=== Excerpt to read ===

On April 7, 1845, construction began on St. Michael's Cathedral and the Bishop's Palace, a three-story rectory adjacent to the Neo-Gothic cathedral. Both buildings were designed by William Thomas. Townspeople dug out the foundation by hand in return for a barbecue. Shipwrights made the interior columns out of maple and oak. On May 8, 1845, Bishop Power laid the cornerstone for the cathedral in the four-year-old diocese. Some fragments of a stone pillar from the old Norman-style York Minster Cathedral in England and some small pieces of the oak roof of that same cathedral were sealed within St. Michael's cornerstone. St. Michael's is a 19th-century interpretation of the Minster's 14th century English Gothic style. The connection with York Minster is appropriate, since Toronto was known as the town of York from its settlement in 1793 until it was incorporated in 1834 and the name was changed back.

Bishop Power died on October 1, 1847, having contracted typhus while tending to his flock. His funeral was held at St. Paul's, and he was buried in the crypt of the unfinished St. Michael's Cathedral. Also buried in the crypt is a man who fell from the roof during construction.

The cathedral was dedicated on August 29, 1848, to St. Michael the Archangel. On September 29, 1848, the cathedral was consecrated after substantial work by the Honourable John Elmsley and his friend Samuel G. Lynn to reduce the debt. The 79-meter bell tower, which contains two bells, was consecrated in 1866.

=== Data extract ===

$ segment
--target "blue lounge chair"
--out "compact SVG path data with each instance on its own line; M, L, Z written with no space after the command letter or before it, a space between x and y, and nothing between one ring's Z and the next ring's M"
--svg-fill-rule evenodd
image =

===

_What to work on_
1/ Retype the portion of the St. Michael's Cathedral passage that begins with "Bishop Power died" and ends with "consecrated in 1866.".
2/ Answer these from the St. Michael's Cathedral passage:
(a) Who designed the cathedral and the Bishop's Palace?
(b) On what date did Bishop Power die?
(c) How tall is the bell tower?

_Task solutions_
1/
Bishop Power died on October 1, 1847, having contracted typhus while tending to his flock. His funeral was held at St. Paul's, and he was buried in the crypt of the unfinished St. Michael's Cathedral. Also buried in the crypt is a man who fell from the roof during construction.

The cathedral was dedicated on August 29, 1848, to St. Michael the Archangel. On September 29, 1848, the cathedral was consecrated after substantial work by the Honourable John Elmsley and his friend Samuel G. Lynn to reduce the debt. The 79-meter bell tower, which contains two bells, was consecrated in 1866.

2/
(a) William Thomas
(b) October 1, 1847
(c) 79 meters